Theodosius II’s senior by two years, Pulcheria was just nine when she and her siblings were orphaned by Arcadius’s death in 408. It was not long, however, before she assumed the role of bear-leader to her sisters and brother, and from an early age exhibited all the signs of an intractable and imperious force of will. A quarrel between her and the eunuch Antiochus led to the latter’s dismissal from his post in 412. Two years later, at the age of fifteen, Pulcheria was proclaimed
Augusta
. On 30 December of the same year, a bust of her was reportedly dedicated in the Senate House alongside those of the male
Augusti
.
41
Yet it is not so much her precocious assumption of the rank of
Augusta
that conveys the image of her as a young woman of unusual single-mindedness, but her decision the same year, 414, to pledge herself to the ascetic Christian ideal of lifelong celibacy and insist that her sisters do the same.
42

By taking such a vow, Pulcheria was gouging a deep line in the sand between herself and her female predecessors, though at the same time establishing an ideological link to that paragon of recent empresses, Helena. In a dynastic ruling culture where a woman’s principal usefulness to her male relatives was still as a symbol of wifely or maternal virtue, for a woman to opt out of that equation completely just as she reached her fertile years, and moreover publicly proclaim her intention of doing so, was unheard of. Pulcheria’s choice reflected the radically changing nature of the options open to fifth-century women seeking to live a virtuous life, and how deeply these rebellious new Christian values had seeped into elite Roman culture. John Chrysostom’s close friend Olympias and the famous Melania the Younger, for example, had both been forced into early wedlock but stubbornly rejected their families’ choices of second husbands, instead using their inherited wealth to build monasteries in Constantinople and Jerusalem and therefore giving a strong religious legitimacy to their independent status. For Pulcheria, a member of the ruling dynasty, to join their number without ever marrying and co-opt her sisters as well was a remarkable victory for the ascetic wing of Christianity.
43

Daily life in the palace of Theodosius II reflected the family’s new religious sympathies, assuming an appearance similar to a monastery. The boy-emperor and his sisters were said to have risen at the crack of dawn and chanted antiphonal hymns together, learning holy
scriptures by heart. Theodosius II barely moved without his sister’s say-so. Pulcheria made all her brother’s decisions for him, trusting to others to teach him the art of horsemanship, fighting and letter-writing, but assuming personal control of his education in princely etiquette, instructing him how to carry his robes, how to sit down elegantly and how to walk. She made him refine his over-raucous laugh, taught him to school his expression into seriousness as befitting the occasion, and showed him how to affect a polished manner in audiences with his petitioners. Above all, she insisted that he pray and attend church regularly.

########

Required work:
Pick up the passage on Pulcheria and the court of Theodosius II after its final sentence, and continue it. The records that come next are separate material and have no connection to the passage on Pulcheria.

########

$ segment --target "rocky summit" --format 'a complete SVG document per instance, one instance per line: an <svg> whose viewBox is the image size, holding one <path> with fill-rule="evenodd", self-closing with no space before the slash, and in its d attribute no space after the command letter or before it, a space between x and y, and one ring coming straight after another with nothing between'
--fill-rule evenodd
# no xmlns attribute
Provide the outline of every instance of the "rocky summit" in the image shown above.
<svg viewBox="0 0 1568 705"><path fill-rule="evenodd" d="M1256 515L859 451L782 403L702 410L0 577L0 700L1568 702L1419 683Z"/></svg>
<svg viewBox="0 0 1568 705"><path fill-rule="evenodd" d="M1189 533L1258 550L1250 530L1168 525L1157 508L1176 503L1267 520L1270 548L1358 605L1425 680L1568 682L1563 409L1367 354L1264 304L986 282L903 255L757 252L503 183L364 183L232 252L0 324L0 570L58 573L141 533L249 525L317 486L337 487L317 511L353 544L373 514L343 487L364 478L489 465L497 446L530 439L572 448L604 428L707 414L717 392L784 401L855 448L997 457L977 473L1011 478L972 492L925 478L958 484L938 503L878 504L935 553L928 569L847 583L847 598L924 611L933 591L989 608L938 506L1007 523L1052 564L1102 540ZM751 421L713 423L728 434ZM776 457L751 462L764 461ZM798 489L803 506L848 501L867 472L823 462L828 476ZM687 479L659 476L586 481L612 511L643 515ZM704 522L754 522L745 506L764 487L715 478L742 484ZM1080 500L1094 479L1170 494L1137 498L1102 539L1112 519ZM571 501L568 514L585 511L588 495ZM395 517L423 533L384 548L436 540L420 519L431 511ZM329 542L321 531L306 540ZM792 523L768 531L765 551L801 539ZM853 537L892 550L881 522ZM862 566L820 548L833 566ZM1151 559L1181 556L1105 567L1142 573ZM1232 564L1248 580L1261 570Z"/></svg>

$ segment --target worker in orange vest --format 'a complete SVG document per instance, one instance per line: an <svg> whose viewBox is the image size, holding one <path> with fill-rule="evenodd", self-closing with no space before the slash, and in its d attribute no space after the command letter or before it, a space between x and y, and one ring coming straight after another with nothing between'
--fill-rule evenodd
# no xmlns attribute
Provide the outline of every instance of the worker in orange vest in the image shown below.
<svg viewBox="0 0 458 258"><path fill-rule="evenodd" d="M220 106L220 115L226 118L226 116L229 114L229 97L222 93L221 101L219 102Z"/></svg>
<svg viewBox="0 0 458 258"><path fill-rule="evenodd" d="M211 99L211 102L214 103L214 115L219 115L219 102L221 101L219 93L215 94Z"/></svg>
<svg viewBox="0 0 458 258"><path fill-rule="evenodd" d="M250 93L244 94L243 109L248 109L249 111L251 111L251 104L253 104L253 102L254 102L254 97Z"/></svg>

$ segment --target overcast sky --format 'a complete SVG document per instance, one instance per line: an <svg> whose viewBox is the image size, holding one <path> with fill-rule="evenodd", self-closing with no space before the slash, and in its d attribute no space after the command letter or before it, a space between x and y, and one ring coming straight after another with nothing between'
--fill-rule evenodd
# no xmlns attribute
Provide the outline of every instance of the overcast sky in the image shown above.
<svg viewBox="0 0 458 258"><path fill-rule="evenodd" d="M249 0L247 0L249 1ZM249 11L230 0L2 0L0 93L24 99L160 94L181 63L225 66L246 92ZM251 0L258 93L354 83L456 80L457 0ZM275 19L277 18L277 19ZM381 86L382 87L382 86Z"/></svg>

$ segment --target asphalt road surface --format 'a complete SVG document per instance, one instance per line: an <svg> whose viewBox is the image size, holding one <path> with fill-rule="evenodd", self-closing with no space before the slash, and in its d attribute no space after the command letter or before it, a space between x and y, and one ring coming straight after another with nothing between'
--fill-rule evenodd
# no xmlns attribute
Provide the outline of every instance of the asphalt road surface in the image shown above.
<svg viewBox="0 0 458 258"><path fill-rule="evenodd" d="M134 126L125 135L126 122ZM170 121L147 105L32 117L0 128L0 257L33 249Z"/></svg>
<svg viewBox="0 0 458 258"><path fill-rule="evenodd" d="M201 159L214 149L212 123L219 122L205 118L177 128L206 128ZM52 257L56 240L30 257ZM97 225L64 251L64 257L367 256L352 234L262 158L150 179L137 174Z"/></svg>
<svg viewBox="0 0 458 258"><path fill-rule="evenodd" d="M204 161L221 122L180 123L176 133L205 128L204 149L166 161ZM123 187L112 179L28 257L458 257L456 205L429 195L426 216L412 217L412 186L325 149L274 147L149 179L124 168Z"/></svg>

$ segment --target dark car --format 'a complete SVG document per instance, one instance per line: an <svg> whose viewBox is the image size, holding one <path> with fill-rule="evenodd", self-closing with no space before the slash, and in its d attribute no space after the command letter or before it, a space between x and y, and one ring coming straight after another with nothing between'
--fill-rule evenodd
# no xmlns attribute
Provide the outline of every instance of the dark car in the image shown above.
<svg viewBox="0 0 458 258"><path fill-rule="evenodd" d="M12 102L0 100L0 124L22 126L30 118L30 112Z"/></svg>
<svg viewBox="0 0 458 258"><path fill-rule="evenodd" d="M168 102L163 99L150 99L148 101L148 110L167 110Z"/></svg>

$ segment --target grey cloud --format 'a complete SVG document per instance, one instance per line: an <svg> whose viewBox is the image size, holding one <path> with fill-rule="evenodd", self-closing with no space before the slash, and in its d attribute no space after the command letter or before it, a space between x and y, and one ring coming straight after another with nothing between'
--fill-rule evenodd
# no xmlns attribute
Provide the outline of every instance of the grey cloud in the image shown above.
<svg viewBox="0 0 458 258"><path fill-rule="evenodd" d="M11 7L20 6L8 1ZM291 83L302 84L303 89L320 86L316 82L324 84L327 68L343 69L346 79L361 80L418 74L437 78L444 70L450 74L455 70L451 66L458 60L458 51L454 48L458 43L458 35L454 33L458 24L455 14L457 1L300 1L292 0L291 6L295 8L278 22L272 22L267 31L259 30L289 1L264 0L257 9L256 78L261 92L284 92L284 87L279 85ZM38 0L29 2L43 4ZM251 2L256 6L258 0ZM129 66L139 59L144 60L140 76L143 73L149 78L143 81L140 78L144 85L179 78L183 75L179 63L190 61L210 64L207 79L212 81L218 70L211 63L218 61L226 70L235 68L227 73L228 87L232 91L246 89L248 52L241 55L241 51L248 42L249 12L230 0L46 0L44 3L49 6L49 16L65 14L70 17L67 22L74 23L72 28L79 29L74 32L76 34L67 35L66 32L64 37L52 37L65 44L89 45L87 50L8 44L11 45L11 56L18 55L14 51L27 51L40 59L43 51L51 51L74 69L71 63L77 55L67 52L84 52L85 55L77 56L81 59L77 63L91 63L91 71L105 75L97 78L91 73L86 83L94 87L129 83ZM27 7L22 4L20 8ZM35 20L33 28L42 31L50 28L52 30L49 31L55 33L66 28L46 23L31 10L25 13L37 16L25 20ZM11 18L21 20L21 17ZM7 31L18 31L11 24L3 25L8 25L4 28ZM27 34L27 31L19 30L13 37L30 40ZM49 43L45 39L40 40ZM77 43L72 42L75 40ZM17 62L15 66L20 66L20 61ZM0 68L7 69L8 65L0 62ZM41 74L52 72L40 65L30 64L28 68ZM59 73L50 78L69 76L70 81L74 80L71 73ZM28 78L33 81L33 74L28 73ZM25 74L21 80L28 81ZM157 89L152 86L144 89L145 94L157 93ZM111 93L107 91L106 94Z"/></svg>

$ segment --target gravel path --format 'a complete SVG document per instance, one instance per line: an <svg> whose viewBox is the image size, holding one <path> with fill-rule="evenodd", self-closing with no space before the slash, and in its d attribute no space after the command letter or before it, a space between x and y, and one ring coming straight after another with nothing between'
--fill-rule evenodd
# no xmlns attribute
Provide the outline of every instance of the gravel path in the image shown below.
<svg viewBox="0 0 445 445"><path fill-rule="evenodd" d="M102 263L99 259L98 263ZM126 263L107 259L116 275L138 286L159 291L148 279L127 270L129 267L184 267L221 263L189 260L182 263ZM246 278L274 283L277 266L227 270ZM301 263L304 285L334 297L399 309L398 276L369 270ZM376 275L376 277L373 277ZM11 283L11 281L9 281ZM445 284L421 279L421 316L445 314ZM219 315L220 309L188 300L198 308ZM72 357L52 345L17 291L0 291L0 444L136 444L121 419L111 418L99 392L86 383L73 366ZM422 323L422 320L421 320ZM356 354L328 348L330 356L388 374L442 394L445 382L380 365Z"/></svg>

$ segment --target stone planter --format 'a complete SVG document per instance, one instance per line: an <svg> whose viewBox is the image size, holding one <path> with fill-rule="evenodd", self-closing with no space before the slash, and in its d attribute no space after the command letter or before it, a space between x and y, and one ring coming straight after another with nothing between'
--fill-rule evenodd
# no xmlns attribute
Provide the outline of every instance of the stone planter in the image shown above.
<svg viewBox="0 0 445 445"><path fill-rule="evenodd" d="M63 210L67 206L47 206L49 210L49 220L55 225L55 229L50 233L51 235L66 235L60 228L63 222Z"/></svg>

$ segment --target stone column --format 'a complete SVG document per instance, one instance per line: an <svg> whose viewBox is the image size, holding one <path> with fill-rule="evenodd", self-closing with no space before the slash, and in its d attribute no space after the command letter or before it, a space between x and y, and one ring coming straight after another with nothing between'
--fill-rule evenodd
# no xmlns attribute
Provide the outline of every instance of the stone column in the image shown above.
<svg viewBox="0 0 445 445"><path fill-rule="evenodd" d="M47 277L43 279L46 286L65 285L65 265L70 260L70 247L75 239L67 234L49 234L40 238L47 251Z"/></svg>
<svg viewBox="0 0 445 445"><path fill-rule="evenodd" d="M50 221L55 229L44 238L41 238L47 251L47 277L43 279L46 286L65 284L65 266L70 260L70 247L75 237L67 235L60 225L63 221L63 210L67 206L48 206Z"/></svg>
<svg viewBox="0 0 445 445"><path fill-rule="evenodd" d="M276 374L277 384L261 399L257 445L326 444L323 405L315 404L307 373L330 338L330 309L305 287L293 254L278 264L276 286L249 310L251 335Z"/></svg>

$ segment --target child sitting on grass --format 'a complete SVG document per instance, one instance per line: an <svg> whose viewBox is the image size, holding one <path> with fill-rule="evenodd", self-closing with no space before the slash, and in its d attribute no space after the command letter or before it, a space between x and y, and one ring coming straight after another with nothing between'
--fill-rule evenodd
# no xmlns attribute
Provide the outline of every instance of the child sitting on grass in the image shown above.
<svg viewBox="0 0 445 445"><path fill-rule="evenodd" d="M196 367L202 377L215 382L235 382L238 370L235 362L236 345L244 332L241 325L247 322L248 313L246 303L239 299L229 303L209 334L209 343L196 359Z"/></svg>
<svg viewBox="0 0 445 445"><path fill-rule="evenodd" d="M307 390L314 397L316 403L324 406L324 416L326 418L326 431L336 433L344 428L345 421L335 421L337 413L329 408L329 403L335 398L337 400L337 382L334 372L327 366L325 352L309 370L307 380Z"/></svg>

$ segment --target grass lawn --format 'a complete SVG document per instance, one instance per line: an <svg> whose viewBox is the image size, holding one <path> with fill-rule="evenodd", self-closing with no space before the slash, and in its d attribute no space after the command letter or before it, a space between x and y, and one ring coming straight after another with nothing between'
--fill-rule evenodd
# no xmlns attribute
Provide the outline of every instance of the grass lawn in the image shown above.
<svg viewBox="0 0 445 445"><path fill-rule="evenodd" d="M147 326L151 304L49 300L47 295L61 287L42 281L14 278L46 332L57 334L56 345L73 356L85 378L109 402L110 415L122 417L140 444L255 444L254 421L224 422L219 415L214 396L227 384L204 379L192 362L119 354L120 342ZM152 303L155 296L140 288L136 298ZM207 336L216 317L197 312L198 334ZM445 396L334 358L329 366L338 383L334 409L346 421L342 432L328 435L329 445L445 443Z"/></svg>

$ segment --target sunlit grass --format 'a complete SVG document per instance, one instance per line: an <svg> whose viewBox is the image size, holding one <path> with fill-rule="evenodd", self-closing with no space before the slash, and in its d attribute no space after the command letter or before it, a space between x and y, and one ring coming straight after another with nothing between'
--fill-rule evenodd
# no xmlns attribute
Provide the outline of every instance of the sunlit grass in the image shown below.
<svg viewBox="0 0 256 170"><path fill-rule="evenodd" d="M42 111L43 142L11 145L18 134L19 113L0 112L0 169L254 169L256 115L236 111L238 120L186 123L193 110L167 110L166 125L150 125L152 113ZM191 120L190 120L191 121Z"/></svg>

########

Result for this task:
44

The image of Pulcheria clucking around her little brother trying to groom him into acting the part of emperor is not incompatible with a traditional imperial woman’s job description – part of any Roman woman’s duty had of course always been the supervision of the upbringing and education of her son. But such duties fell less commonly to a sister. What is truly remarkable, however, is that the description of Pulcheria’s activities does not stop there – by contemporary church historian Sozomen’s reckoning, Pulcheria was the effective ruler of the Roman Empire, a state of affairs with which he apparently saw nothing amiss:

The Divine Power which is the guardian of the universe, foresaw that the emperor would be distinguished by his piety, and therefore determined that Pulcheria, his sister, should be the protector of him and his government. This princess was not yet fifteen years of age, but had received a mind most wise and divine above her years. She first devoted her virginity to God … after quietly resuming the care of the state, she governed the Roman Empire excellently and with great orderliness …
45

Had Tacitus been writing Pulcheria’s obituary, he would not have been so complacent. As it was, there were those who were less inclined to be complimentary. Writing in the seventh century, John of Nikiu lambasted Pulcheria for publicly chastising her brother and for usurping the responsibilities of a man – directly echoing the criticisms of ‘unwomanly’ imperial women like Agrippina Minor, almost five centuries earlier.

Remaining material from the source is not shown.